Records from a collection
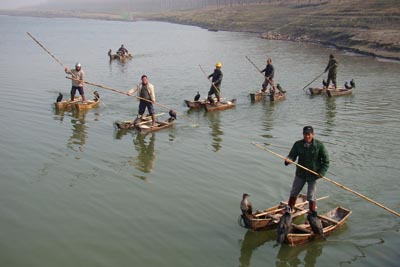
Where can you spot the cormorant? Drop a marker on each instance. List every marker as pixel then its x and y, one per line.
pixel 316 224
pixel 172 114
pixel 245 205
pixel 284 225
pixel 96 95
pixel 59 98
pixel 353 85
pixel 347 86
pixel 197 97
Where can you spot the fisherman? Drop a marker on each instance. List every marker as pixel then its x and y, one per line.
pixel 122 51
pixel 332 70
pixel 216 82
pixel 313 155
pixel 146 96
pixel 269 72
pixel 77 81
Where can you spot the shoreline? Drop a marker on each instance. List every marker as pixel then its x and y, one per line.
pixel 269 35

[Exercise instructions]
The expected output is every line of the data, unchanged, with the pictures skipped.

[Result of this exercise]
Where can you spot the cormorant? Drop a marker on each instance. List every marker as pixel then its x and y, one per line.
pixel 316 224
pixel 172 114
pixel 245 205
pixel 284 225
pixel 96 95
pixel 59 98
pixel 353 85
pixel 347 86
pixel 197 97
Where can you spot the fisherman? Drop a marker on each instance. List every marker as pixel then its x and y, one per line.
pixel 122 51
pixel 332 70
pixel 216 82
pixel 313 155
pixel 146 96
pixel 269 72
pixel 77 81
Where can you spot the shoreline? Drop a marker on each instance. List every marker as pixel then its x and y, one per line.
pixel 269 35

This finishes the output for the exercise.